++++ PROVIDED TEXT
A computer is not really like us. It is a projection of a very small part of ourselves: that portion devoted to logic, order, rule, and clarity.” -Ellen Ullman

Projection is a basic, self-protective defense, and a process which affects how people understand one another. When we project, we “put” part of ourselves onto other people, usually to “get rid of” something objectionable. It is as if we are throwing a part of ourselves outward and casting it, like the image from a movie projector, onto (really, into) the other person. It often plays out in relationship dysfunction, as the defensive activity bounces back and forth between us over time, operating beneath the radar without being addressed.

Projection and avoidance

Projection requires the “splitting-off” ( dissociation, denial) of specific aspects of social reality, usually playing out the dynamic: “Whose fault is this? Not mine.” There is a basic swap between what is about oneself, and what is about others, and this aspect of social decision-making is off. We treat the other person consistently with how we feel about that quality in ourselves. We are unaware of and/or avoiding something true about ourselves.
++++++++
> [TASK TO CARRY OUT]
Please answer these questions about the passage on projection:
1. According to the opening quotation, which part of ourselves does a computer project?
2. What device's image is used to describe casting part of ourselves onto another person?
3. Under "Projection and avoidance," what dynamic does the splitting-off usually play out?
The records that follow come from a separate source.
++++ DATASET EXTRACT
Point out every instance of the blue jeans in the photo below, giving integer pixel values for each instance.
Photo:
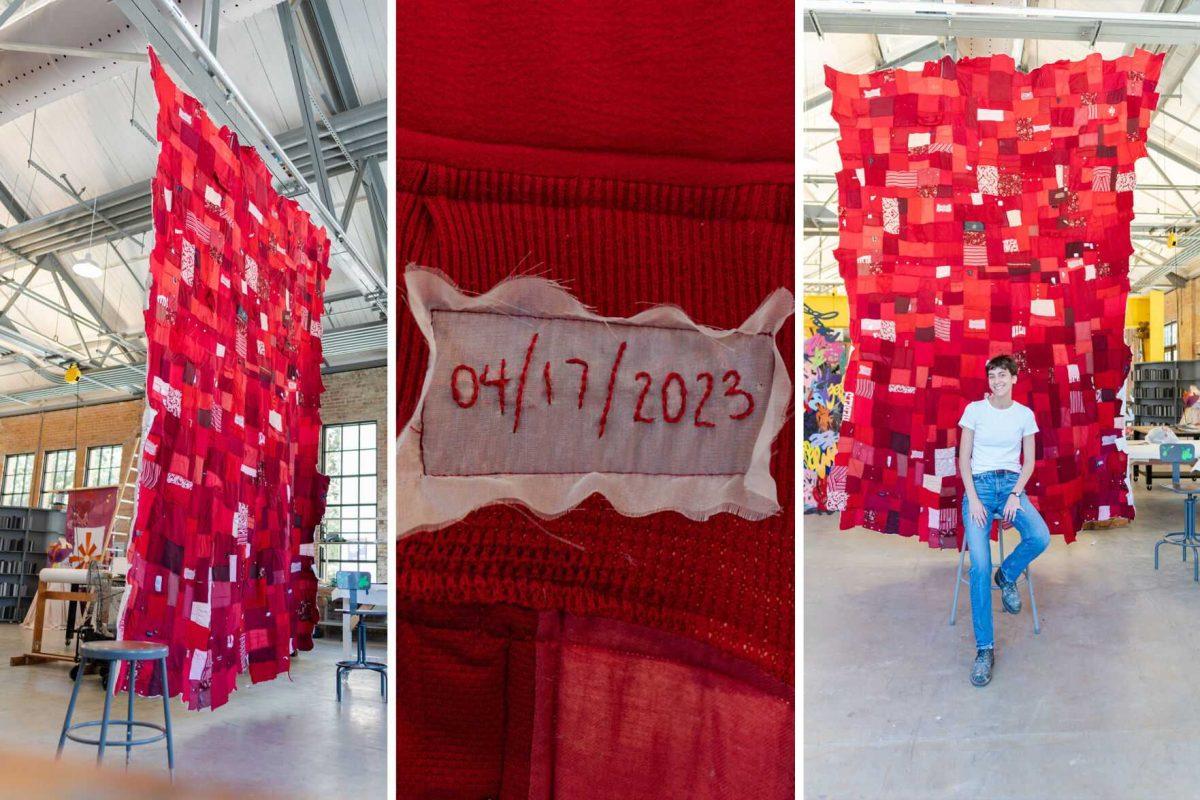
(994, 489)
++++++++
++++ DATASET EXTRACT
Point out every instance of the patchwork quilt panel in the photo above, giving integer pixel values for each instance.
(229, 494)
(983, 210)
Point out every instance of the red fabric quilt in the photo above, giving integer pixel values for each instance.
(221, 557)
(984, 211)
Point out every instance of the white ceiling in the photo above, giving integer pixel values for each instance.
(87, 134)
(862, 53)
++++++++
++++ DATASET EXTRACT
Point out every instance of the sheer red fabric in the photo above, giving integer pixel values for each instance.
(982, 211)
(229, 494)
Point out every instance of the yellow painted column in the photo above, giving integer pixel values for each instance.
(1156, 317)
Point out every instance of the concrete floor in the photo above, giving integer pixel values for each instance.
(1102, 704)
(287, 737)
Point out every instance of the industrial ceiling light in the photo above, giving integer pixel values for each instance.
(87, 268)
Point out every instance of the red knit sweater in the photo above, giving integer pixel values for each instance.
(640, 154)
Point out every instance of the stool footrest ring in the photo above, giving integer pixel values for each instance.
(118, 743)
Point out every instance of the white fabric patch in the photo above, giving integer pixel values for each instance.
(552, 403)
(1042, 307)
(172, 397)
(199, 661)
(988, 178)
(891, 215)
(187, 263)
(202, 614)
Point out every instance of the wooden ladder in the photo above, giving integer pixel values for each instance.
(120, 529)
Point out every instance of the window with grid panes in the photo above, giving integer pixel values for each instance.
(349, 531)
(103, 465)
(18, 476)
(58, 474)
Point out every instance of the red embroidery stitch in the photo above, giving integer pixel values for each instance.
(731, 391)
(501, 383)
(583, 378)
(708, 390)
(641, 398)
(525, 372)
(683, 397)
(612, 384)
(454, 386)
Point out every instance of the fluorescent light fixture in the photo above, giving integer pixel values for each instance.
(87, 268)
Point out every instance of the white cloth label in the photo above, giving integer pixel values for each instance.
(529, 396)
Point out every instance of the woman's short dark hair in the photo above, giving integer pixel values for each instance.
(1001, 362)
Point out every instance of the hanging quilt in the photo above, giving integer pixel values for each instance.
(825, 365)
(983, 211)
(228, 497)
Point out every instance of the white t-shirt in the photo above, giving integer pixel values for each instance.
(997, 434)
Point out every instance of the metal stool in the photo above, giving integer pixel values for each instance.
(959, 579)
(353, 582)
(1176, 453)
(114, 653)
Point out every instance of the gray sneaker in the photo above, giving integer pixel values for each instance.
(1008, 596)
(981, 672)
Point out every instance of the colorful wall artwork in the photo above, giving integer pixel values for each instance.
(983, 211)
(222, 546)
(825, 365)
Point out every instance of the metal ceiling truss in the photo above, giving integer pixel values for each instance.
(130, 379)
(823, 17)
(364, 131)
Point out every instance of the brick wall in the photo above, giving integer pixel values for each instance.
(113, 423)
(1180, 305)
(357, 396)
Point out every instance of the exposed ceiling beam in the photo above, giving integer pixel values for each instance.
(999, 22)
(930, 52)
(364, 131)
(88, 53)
++++++++
> [PROBLEM SOLUTION]
1. The portion devoted to logic, order, rule, and clarity.
2. A movie projector.
3. "Whose fault is this? Not mine."